18 April 2015

I've just started reading A Year of Living Danishly, an account of a woman's move to Denmark and her attempt to discover what makes it the happiest country in the world to live. Already she has identified an appetite for pastries and a healthy work-life balance as most significant with most Danes leaving work promptly in mid afternoon and not thinking about it again until the next morning, preferring to concentrate their time and energies on family, friends and leisure activities.

Recently my family contact has been reduced to text messaging, my friends have forgotten what I look like and my only leisure activity is a self medicating glass of red at the end of yet another 16 hour day.

Working from home with the Skyware office overlooking the garden and a laptop on the kitchen table means it's hard to switch off. A quick check of emails while the kettle boils, a last look at a chapter before bed, I've even found myself downstairs at 4 am because I've woken up and remembered something I'd forgotten to do.

------------------------

▶ BRIEF 1:
In the 18 April 2015 entry, which two things has the woman who moved to Denmark identified as most significant to Danish happiness?
▶ BRIEF 2:
Carry on the 18 April 2015 entry, picking up after its final sentence.

▶ SOURCE MATERIAL:
------------------------

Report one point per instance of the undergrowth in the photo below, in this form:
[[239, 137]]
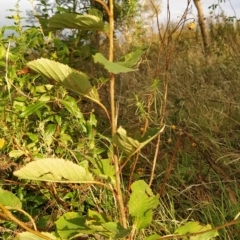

------------------------

▶ EXPECTED ANSWER 1:
An appetite for pastries and a healthy work-life balance.

▶ EXPECTED ANSWER 2:
Thankfully it's not always like this. The intense pressure over the last few weeks has been because we've a new book, Heart of the Pennine Way, due out on April 24th, the 50th Anniversary of the start of the Pennine Way AND the annual Ride2stride Walking Festival starts 4 days later.



The book is at the printers now and the festival programme is out in the world so there's not much more I can do now, except try to remember how to relax and maybe eat more pastries.